MATERIAL FOR THE TASK →
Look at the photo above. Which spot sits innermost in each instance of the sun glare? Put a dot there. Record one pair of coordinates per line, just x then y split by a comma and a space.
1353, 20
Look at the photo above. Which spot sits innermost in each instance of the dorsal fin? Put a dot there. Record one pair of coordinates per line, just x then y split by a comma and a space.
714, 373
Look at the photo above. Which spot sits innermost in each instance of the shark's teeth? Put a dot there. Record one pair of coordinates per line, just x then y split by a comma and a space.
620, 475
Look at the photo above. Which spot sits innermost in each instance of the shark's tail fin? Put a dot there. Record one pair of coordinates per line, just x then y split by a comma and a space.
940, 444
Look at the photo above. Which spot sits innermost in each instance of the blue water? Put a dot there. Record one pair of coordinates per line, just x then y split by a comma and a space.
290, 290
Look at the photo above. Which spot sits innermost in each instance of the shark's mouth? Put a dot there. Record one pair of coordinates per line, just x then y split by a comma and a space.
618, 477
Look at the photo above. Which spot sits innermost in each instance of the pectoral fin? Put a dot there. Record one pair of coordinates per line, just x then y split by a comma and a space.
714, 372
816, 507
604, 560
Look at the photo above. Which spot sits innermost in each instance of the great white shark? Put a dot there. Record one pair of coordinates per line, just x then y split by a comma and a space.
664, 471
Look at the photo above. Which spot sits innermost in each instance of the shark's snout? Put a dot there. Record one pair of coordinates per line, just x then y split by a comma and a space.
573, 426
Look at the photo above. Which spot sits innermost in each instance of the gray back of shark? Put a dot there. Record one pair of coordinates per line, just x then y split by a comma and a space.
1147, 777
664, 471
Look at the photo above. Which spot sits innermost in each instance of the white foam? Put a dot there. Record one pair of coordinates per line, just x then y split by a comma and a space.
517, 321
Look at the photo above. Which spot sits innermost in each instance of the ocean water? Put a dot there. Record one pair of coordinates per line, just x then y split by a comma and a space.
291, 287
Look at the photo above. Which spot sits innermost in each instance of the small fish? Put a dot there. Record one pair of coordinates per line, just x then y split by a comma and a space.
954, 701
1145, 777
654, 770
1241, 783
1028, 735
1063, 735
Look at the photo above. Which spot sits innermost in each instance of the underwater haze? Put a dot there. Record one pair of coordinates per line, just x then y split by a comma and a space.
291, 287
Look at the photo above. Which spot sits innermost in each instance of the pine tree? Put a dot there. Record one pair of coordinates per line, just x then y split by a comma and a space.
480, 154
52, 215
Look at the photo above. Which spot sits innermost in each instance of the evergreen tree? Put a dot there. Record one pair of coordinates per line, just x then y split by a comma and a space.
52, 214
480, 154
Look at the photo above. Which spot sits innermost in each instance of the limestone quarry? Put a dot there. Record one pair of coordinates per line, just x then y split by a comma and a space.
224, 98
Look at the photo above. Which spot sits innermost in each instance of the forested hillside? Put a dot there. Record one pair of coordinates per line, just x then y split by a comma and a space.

TASK →
Set every record down again, exactly as given.

REPLY →
Look at the photo above. Which spot sits innermost in each instance of the sun glare? Put a dot there. Record one pair of coordinates per line, just x then y split by a comma and a space.
1353, 20
Look at the photo above. Which spot sits innermost in each instance of the dorsal fin? Put a dot there. Record one pair of coordinates per line, just x then y split by a comma and a space.
714, 373
Look at the photo above. Which spot sits innermost in each instance of the shark's teeth? Put a dot there. Record one pair of coordinates per line, just x then y split by a comma and a space.
620, 475
Look at the photo above. Which spot sits innermost in each instance of the shark's tail fin? Put a dot there. Record one pair of coordinates per line, just x then y split by a comma and a space.
940, 444
Look at the photo above. Which spot sits innermost in each instance of the blue water? Put a dot there. Record one pair of coordinates per line, just x then y split by a comma and a space.
290, 290
Look at the photo above. Which spot sits innermost in each instance of the shark's mouth? Put a dot there. Record one pair of coordinates per line, just x then y split by a comma and a space.
618, 477
Look at the photo above. Which spot sits innermost in each instance of the pectoral fin? Put a dot there. Record one pair of coordinates per line, just x then y split by a comma and a space.
714, 372
816, 507
604, 560
Look at the photo above. Which spot sits innermost in each instance of the great white shark? Put a dot there. Record one pair of coordinates per line, just x then y split by a comma and a space.
664, 471
Look at the photo above. Which spot sits innermost in each instance of the shark's snout? Put a dot there. Record one pair of coordinates per line, just x then y split by a comma and a space.
573, 426
Look at the photo above. Which spot sits innermost in each instance of the gray back of shark? Put a dot there. Record one pair of coordinates per line, just x then y split by a comma and a space.
1147, 777
664, 471
Look at the photo above. Which spot sits innermost in each instance of the white foam? Put a dot there. Record one pair of coordinates per line, just x then y split by a comma and a space.
517, 321
Look at the photo above. Which spot sits innermost in each instance of the ocean water? Put a dot there. Record one pair of coordinates per line, just x then y split by a comma and a space.
291, 287
Look at the photo above. Which spot sits innermost in each instance of the small fish? Put a dot there. Record one pair of coordinates per line, just x then y split by a comma and a space.
954, 701
1145, 777
654, 770
1241, 783
1028, 735
1063, 735
Look at the photo above. Which spot sits innermost in each instance of the underwater haze? Put a dot there. Record one pair of coordinates per line, just x then y split by a comma and a space.
291, 287
Look at the photo above. Which spot sits innermost in each instance of the pine tree? Put a dot there. Record one pair of coordinates per line, just x then y split by a comma and a space.
480, 154
52, 215
Look at the photo above. Which spot sits innermost in each instance of the evergreen tree? Put a dot there. Record one pair of coordinates per line, just x then y split by a comma and a space.
52, 214
480, 154
Look at the photo above. Which spot sits innermost in each instance of the limestone quarry? Put a dot there. Record one pair of coordinates per line, just x then y split by a comma and a space.
224, 98
Look at the photo above. Which spot sits innermost in each instance of the forested hillside? Put a dot there. Record one pair of coordinates per line, just x then y split by a comma and a space.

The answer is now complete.